WHAT IS REQUIRED: Type the entries out again exactly as they read, but leave every picture behind.
****
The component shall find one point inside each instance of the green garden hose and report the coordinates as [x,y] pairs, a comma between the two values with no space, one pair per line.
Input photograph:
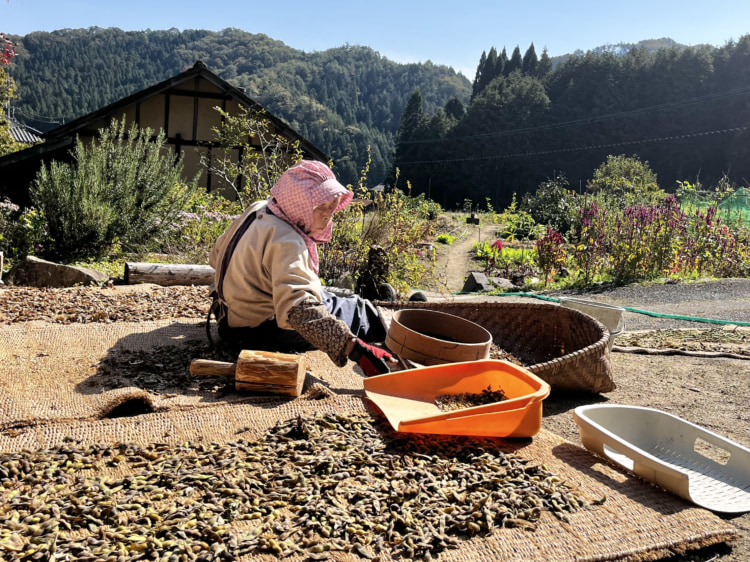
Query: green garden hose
[629,309]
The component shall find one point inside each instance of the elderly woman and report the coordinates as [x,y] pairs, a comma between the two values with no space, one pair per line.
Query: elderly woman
[267,276]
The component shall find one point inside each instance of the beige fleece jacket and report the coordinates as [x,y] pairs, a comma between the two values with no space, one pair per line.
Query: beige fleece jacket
[270,271]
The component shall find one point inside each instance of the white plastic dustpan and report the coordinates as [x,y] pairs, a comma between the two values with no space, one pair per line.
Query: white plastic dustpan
[681,457]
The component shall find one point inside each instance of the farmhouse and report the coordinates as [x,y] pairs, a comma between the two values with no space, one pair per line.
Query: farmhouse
[182,106]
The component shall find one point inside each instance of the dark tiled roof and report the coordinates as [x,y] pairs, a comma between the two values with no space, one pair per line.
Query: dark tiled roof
[25,135]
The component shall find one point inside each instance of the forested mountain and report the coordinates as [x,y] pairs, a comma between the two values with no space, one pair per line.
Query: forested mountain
[344,99]
[684,110]
[526,116]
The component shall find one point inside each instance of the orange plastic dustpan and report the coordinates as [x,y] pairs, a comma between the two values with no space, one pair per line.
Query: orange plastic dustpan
[407,399]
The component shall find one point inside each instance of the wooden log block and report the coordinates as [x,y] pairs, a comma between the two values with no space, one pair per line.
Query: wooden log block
[259,371]
[168,274]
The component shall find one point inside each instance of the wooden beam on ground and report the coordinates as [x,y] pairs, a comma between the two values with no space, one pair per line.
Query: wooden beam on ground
[168,274]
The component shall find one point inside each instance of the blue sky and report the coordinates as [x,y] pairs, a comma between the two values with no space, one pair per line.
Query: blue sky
[452,33]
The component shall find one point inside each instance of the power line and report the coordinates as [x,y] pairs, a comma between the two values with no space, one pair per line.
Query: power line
[587,120]
[573,149]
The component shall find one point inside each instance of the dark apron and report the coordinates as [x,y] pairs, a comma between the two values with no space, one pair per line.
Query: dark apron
[359,314]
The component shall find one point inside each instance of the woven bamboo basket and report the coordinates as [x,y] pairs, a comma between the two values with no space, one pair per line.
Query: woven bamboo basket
[562,346]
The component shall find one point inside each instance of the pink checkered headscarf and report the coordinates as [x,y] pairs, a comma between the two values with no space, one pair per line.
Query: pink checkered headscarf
[300,189]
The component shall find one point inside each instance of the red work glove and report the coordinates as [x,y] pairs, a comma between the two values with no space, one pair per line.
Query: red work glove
[371,359]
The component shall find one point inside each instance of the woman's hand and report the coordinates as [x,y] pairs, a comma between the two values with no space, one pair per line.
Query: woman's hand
[372,360]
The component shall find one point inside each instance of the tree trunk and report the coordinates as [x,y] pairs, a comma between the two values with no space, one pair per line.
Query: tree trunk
[168,274]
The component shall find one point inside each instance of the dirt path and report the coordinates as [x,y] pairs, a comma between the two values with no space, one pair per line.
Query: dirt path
[455,261]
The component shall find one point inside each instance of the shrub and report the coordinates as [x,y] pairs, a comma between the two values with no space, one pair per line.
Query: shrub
[553,204]
[21,232]
[263,155]
[196,228]
[588,236]
[623,181]
[550,253]
[121,188]
[397,224]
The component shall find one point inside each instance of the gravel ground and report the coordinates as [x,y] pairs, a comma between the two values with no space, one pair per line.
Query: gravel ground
[727,299]
[711,392]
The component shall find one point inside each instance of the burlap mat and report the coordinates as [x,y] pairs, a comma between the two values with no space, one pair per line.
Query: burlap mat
[45,401]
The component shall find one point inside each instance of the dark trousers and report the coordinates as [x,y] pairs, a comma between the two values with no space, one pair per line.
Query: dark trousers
[359,314]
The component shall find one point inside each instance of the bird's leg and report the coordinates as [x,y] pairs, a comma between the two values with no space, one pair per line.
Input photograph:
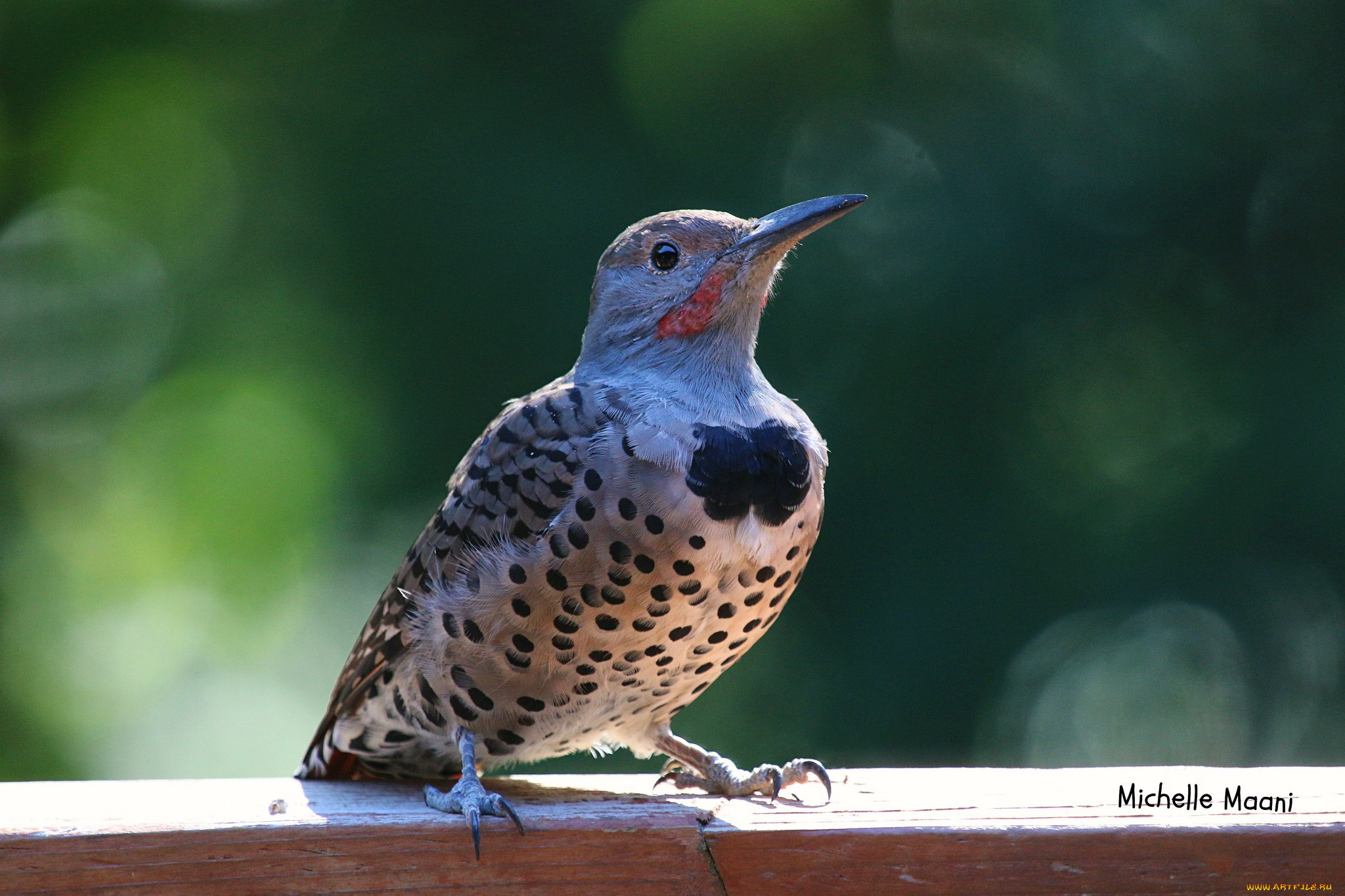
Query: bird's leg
[715,774]
[468,797]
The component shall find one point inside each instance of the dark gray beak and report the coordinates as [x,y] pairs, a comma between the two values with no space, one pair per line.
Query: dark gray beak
[793,223]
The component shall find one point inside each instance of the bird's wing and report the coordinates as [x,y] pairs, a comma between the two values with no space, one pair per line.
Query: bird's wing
[509,486]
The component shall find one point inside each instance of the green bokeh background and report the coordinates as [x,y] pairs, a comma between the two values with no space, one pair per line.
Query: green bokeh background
[268,267]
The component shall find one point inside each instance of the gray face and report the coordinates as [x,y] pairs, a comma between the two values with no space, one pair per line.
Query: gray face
[682,292]
[651,272]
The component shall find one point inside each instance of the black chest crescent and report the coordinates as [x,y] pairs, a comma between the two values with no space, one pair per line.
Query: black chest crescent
[763,471]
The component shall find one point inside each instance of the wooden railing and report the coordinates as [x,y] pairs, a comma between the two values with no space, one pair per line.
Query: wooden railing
[887,830]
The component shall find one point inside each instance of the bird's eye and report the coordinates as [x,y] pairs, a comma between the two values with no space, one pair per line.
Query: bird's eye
[663,255]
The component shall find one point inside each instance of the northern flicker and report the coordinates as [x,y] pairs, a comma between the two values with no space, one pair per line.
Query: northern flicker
[609,544]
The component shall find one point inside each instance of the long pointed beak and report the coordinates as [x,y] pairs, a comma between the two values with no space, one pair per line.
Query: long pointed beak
[793,223]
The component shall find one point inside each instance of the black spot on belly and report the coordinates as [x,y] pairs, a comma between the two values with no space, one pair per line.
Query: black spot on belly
[764,471]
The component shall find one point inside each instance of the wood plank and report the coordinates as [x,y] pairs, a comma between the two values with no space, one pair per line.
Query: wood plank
[1026,830]
[967,830]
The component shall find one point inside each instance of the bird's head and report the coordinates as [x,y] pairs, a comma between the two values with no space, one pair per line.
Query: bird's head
****
ANSWER TO THIS EXERCISE:
The component shall find one point inside each instance of the green garden hose and report the coordinates as [x,y] pairs, a comma between the two values with no space, one pair per line.
Input photograph:
Query: green garden hose
[629,309]
The component shall find one point inside each instance of the elderly woman and report the coordinates as [x,y] pairs, a comma between the two values with no space, one pair per line.
Query: elderly woman
[267,276]
The component shall find one point inside each instance of the beige fleece jacket and report the coordinates as [x,y] pairs, a comma between the two values with no space, one pair per line.
Query: beige fleece jacket
[270,271]
The component shall find one point inside each instance of the white plastic dustpan and report the coordinates as [x,y] pairs, a comma between the two values with no space, one pair per line.
Query: white plastic dustpan
[681,457]
The component shall find one point inside each instance of the farmhouse and report the coordinates as [x,y] pairs, a comma between the two values with no space, one pair per line.
Query: farmhouse
[182,106]
The component shall find one point inside each instance of the dark tiled roof and report the coordinates as [x,y] pairs, a comma between the two values with no space, one pair per line.
Query: dark tiled roof
[25,135]
The component shall find one point inside each instance of the forested mountain and report the coordinates as [x,y] pairs, a comma between the two values with no space, one pair per line.
Query: forested mountain
[344,99]
[684,110]
[526,116]
The component shall find one point inside each instance of the orange plastic dustpan and report the coordinates as [x,y] pairs, a comma between the two values with no space, one pair per line.
Query: orange plastic dustpan
[407,399]
The component shall find one point inside each instance of the wooden log block and report the coordinates as [x,y] pairs, a comma between the two values with no space, one pair per line.
Query: wooden log block
[259,371]
[168,274]
The component shall find one point inside each instance of the wooden beam on ground and report the coordinates as [x,y] pairs, a comma between the two values with no space, one pair per line.
Query: wooden beam on ground
[168,274]
The component shall find one point inside each instance of the blue sky and report the coordinates as [x,y] pairs, a comma between the two values with no space, one pair per line.
Query: blue sky
[452,33]
The component shall find one point inside each instance of the power line and report the coordinates as [x,y] pairs, a comma between the two values with no space, one pair per line.
Query: power line
[587,120]
[573,149]
The component shall find one point inside each instance of the dark apron and report the coordinates as [x,y] pairs, a comma between the two values with no space, one pair per line.
Query: dark apron
[359,314]
The component shall find one point inside each instance of the woven bamboo basket and report the coordinates as [x,y] pairs, a comma between the two values with no space, one pair per line.
Query: woven bamboo basket
[562,346]
The component shall find one point inside each instance of the pink checkered headscarf and report the coordinates as [x,y] pairs, a comma between the two values with no space, one pair per line.
Query: pink checkered headscarf
[300,189]
The component shall find one point inside each instance of the red work glove and report the coordinates as [x,y] pairs, a comma between the two values with no space, one pair per line.
Query: red work glove
[371,359]
The component shall find one point inside each instance of the woman's hand and report the coordinates as [x,y] pairs, a comma between the two values with no space, one pair per line.
Query: woman's hand
[372,360]
The component shall find one point inside each instance of the tree trunk and report the coordinates as [x,y] pairs, a comma between the two values with no space, one pair per line.
Query: tree trunk
[168,274]
The component shall find one point inside each instance of the dirt path and report the coordinates as [x,y] pairs, a comma between the two values with no space, one pair per line.
Query: dirt path
[455,261]
The component shall find one point inside each instance of the shrub and report the coordinates as [x,y] pairs, a comma between the two values with no space, one pair per line.
Query: shrub
[553,204]
[21,232]
[263,155]
[196,228]
[588,236]
[623,181]
[550,253]
[121,188]
[397,224]
The component shall find one point inside each instance of the gravel ground and report the coordinates as [x,y] pairs, a comma between the two values with no space, one pair per line.
Query: gravel ground
[727,299]
[711,392]
The component shall find one point inside each instance of the burlap mat and report the coordinates as [x,y] pairs, a comma between the two values with no space, one pair per line.
Query: burlap mat
[45,401]
The component shall find one point inside each instance of the dark trousers and report the coordinates as [x,y] pairs, a comma between the two values with no space, one pair per line.
Query: dark trousers
[359,314]
The component shall find one point inside each instance of the bird's leg and report the coordinates as [x,y] pairs, a comma between the two values with no space, one pair per line.
Input photograph:
Query: bird's leg
[715,774]
[468,797]
The component shall find one point inside each instance of the dark gray beak and report the coordinates as [x,y] pairs, a comma between the two values with no space, one pair per line.
Query: dark gray beak
[793,223]
The component shall find one point inside each instance of the bird's wing and report the coordinates as [x,y] pairs, a comma between the two values with no space, one pair per line.
Query: bird's wing
[509,486]
The component shall find one point inside each instance of the green bokeh background and report the coordinates as [x,y] pairs, a comma between the two values with no space, one pair per line.
Query: green bokeh background
[268,267]
The component shall find one point inside each instance of the gray face and report the coordinates as [x,y] pairs, a comma between the two values with no space, one pair per line.
Query: gray face
[682,292]
[651,272]
The component shall find one point inside each instance of the black chest crescent and report the coordinates as [x,y] pairs, a comma between the two values with no space, one pair per line.
Query: black chest crescent
[763,471]
The component shall find one point inside each instance of the wooden railing and report the coordinates as [x,y] pairs, a comma between the two values with no space, one pair per line.
Query: wooden railing
[887,830]
The component shall find one point inside each instance of the bird's eye and report the coordinates as [x,y] pairs, a comma between the two values with no space, one pair per line.
Query: bird's eye
[663,255]
The component shall find one point inside each instance of the northern flicker and report the coordinates as [x,y] pairs, a comma between the two values with no space, one pair per line.
Query: northern flicker
[609,544]
The component shall find one point inside each instance of the long pointed beak and report the coordinates as [x,y] pairs, a comma between the two values with no space, one pair per line.
Query: long pointed beak
[793,223]
The component shall find one point inside each instance of the black spot on belly and report the coordinates as [x,y] pairs, a comma between the two values with no space, one pair per line.
Query: black spot on belly
[764,471]
The component shall find one point inside each instance of the wood plank and report the coordinates as [x,y] pairs, a comma between the two values with no space, one pair per line.
Query: wood plank
[1026,830]
[967,830]
The component shall find one point inside each instance of the bird's head and report the coordinates as [x,y] pairs, a comma between the two values with no space, one pair per line.
Query: bird's head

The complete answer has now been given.